● **DATA TO EXAMINE**

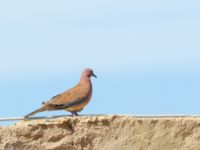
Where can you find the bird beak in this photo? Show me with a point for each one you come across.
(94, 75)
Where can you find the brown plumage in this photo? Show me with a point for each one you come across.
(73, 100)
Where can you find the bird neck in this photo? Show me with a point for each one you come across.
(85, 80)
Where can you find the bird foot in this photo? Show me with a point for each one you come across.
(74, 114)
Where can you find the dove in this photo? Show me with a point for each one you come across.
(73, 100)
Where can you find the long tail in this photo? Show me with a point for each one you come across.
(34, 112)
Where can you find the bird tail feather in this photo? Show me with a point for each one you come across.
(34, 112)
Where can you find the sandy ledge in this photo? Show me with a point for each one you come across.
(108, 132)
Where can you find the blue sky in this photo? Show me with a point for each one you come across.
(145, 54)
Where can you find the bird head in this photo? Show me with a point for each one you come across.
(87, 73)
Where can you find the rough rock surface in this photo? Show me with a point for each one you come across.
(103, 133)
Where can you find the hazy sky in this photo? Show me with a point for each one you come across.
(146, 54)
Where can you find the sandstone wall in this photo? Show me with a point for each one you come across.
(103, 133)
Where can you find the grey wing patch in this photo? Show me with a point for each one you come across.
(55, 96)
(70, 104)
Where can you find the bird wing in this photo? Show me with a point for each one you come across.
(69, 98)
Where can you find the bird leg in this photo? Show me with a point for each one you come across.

...

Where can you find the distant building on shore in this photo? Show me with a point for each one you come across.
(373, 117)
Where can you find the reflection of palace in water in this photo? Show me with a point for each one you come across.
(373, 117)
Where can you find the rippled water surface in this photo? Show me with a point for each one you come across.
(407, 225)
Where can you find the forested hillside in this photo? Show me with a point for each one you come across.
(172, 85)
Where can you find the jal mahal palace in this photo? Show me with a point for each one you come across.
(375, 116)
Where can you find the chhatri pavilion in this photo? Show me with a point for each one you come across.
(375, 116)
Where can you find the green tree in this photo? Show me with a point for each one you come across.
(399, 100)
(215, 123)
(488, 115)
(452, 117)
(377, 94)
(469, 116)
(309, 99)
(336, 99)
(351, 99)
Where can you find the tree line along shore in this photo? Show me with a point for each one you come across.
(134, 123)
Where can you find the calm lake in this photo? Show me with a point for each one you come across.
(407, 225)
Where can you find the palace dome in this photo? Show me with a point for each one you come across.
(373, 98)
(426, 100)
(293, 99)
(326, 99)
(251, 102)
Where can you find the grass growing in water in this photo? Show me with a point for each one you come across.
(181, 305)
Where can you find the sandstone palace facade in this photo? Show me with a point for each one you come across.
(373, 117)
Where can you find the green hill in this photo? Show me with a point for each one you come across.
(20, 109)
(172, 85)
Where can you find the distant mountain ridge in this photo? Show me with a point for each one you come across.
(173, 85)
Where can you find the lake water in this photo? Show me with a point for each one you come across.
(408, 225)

● **TASK PROMPT**
Look above for the line holding "Where can you find the bird wing". Print it and every line after it, exactly, through the line holding "Where can you find the bird leg".

● **FINISHED TASK**
Where can you find the bird wing in this photo? Show me with a point for each one you come across.
(69, 98)
Where can you find the bird leg in this photo? Show me with a point for each one you come across.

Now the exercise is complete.